━━ SOURCE RECORDS

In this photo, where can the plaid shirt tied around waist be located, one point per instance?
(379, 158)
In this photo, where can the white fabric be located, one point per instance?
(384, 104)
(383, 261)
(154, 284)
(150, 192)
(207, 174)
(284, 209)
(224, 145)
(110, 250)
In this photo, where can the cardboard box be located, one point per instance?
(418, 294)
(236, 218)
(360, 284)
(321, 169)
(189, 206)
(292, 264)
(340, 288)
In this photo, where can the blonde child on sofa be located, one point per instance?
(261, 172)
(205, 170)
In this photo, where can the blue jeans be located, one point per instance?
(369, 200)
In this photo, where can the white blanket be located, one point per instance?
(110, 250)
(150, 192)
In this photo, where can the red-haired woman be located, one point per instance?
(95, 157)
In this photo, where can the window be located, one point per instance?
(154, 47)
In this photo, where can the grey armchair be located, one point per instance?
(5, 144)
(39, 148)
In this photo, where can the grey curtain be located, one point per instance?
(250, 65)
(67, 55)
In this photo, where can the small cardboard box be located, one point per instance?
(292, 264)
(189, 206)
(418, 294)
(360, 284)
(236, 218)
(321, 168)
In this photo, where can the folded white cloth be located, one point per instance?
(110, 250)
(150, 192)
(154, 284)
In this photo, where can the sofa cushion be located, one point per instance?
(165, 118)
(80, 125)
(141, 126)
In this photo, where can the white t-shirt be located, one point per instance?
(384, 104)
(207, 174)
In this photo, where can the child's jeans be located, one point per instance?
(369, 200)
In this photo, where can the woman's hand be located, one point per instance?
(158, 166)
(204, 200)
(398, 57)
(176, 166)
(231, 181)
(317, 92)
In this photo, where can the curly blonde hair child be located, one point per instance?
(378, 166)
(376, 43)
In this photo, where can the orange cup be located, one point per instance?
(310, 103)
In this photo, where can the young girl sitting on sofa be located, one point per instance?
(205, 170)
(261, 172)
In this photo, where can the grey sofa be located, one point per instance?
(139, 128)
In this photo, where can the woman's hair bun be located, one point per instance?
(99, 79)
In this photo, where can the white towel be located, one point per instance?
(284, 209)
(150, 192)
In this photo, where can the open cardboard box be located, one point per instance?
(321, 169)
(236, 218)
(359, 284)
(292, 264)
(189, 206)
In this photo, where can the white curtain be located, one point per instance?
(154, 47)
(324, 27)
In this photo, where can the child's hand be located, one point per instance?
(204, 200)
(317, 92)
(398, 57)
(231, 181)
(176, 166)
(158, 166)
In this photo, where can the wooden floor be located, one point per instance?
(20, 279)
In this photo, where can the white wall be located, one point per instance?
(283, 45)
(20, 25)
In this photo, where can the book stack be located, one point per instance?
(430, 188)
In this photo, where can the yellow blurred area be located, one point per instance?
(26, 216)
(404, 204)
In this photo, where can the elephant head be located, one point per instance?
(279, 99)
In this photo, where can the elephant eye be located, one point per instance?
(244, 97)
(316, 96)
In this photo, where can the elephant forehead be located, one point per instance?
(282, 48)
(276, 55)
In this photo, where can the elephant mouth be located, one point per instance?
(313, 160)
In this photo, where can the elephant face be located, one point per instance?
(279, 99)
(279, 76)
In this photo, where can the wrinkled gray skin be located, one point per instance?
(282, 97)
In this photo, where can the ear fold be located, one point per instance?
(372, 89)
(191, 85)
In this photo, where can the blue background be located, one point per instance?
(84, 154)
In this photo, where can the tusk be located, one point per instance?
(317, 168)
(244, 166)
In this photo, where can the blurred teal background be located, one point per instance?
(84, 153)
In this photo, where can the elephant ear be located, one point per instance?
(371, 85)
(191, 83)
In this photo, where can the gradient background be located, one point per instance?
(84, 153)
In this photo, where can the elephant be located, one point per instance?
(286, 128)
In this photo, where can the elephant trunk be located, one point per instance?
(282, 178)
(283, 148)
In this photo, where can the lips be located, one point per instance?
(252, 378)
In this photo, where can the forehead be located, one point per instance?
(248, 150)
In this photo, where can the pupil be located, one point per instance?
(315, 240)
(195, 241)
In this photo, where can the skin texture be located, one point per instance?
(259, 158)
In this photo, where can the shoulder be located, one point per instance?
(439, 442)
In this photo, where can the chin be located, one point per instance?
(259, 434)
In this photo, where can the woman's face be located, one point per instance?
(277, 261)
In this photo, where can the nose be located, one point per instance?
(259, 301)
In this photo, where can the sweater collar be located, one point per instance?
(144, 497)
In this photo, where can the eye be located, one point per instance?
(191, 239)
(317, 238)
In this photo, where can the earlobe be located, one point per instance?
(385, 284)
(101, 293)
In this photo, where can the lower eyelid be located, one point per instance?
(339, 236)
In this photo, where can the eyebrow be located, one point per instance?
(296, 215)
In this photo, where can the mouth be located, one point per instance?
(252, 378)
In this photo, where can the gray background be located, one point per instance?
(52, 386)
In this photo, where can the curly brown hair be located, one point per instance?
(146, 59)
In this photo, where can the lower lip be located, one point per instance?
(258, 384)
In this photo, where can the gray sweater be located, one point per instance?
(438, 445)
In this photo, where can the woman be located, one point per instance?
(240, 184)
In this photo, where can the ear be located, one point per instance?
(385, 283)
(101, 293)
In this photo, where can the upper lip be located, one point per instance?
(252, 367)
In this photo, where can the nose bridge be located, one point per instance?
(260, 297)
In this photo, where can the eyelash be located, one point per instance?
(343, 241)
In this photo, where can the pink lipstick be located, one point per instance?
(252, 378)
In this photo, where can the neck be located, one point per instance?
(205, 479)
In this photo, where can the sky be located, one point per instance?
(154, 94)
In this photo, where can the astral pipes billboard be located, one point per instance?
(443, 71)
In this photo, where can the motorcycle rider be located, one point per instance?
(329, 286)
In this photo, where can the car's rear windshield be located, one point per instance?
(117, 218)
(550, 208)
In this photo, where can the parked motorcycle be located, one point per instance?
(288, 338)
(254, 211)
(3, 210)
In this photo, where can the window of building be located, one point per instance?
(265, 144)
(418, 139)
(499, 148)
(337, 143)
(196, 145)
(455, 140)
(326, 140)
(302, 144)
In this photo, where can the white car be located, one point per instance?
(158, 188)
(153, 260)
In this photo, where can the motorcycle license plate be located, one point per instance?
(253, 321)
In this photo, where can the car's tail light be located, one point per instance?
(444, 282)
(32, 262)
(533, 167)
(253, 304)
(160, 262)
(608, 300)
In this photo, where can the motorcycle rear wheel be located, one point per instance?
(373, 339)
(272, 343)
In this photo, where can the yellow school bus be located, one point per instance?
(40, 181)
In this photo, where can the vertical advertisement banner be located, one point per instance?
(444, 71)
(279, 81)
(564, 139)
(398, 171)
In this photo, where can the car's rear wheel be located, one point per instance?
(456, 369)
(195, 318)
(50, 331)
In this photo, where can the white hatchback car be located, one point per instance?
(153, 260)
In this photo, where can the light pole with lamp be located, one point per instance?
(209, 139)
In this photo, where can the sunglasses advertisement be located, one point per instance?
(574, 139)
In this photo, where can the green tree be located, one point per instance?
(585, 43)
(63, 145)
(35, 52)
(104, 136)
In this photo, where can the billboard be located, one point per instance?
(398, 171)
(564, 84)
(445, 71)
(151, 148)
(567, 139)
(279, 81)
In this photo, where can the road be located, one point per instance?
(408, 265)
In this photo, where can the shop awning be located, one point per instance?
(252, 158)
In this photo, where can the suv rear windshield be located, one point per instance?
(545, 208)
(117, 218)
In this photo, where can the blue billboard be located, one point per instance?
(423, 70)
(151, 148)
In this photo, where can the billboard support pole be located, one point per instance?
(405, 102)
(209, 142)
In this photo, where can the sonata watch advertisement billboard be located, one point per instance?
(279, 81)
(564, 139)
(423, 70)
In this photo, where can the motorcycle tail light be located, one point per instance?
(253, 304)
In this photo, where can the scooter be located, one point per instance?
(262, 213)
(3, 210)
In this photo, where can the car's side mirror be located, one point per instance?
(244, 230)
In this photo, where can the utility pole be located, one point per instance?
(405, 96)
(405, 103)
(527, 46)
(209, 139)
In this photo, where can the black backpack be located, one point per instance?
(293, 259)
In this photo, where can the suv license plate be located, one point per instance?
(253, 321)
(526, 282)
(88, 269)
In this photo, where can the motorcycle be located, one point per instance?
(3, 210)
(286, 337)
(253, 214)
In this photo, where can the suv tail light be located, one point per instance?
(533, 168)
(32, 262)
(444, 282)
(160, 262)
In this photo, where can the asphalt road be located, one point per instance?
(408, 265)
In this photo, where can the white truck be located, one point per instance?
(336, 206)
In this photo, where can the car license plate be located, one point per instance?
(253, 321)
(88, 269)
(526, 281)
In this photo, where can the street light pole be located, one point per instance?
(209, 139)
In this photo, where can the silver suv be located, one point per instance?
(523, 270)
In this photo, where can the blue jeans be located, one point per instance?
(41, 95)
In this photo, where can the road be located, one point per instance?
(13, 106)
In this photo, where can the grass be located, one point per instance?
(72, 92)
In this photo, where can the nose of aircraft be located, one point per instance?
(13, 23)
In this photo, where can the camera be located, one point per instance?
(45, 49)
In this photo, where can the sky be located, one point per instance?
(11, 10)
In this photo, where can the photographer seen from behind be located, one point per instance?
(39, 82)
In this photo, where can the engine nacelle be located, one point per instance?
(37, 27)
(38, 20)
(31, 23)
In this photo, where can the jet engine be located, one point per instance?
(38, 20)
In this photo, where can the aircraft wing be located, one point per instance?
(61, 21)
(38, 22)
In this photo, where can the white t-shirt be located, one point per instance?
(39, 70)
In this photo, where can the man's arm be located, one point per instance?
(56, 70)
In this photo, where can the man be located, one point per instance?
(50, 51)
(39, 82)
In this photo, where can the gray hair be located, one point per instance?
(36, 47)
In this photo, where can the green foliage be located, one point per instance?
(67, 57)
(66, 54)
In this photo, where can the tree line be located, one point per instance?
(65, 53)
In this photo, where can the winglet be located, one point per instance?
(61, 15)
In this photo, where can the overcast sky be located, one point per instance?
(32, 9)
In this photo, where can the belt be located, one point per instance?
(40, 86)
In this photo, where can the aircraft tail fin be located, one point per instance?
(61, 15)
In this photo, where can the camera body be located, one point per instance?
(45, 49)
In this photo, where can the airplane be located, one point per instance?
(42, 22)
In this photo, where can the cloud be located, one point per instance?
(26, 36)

━━━━

Quote verbatim the line containing "In this photo, where can the camera be" and every line after it through the end of the records above.

In this photo, where can the camera be located, one point per instance?
(45, 49)
In this photo, where can the sky be located, one point per instance?
(11, 10)
In this photo, where can the photographer seen from behind be located, one point per instance?
(39, 82)
In this photo, where can the engine nacelle be located, one point per instance?
(37, 27)
(38, 20)
(31, 23)
In this photo, where can the jet engine be located, one point per instance?
(38, 20)
In this photo, where can the aircraft wing be located, one point per instance?
(61, 21)
(38, 22)
In this photo, where can the white t-shirt be located, one point per instance?
(39, 70)
In this photo, where can the man's arm be located, one point per instance?
(56, 70)
In this photo, where can the man be located, one point per instance?
(50, 51)
(39, 82)
In this photo, where can the gray hair be located, one point per instance?
(36, 47)
In this photo, where can the green foliage be located, one point per instance?
(67, 57)
(66, 54)
In this photo, where can the tree line be located, one point per instance?
(65, 53)
In this photo, where can the winglet be located, one point per instance?
(61, 15)
In this photo, where can the overcast sky be located, one point per instance?
(32, 9)
In this photo, where can the belt be located, one point per instance?
(40, 86)
In this photo, where can the aircraft tail fin be located, one point per instance?
(61, 15)
In this photo, where can the camera body be located, one point per instance?
(45, 49)
In this photo, where can the airplane be located, one point per instance?
(42, 22)
In this photo, where can the cloud be located, one point per instance?
(26, 36)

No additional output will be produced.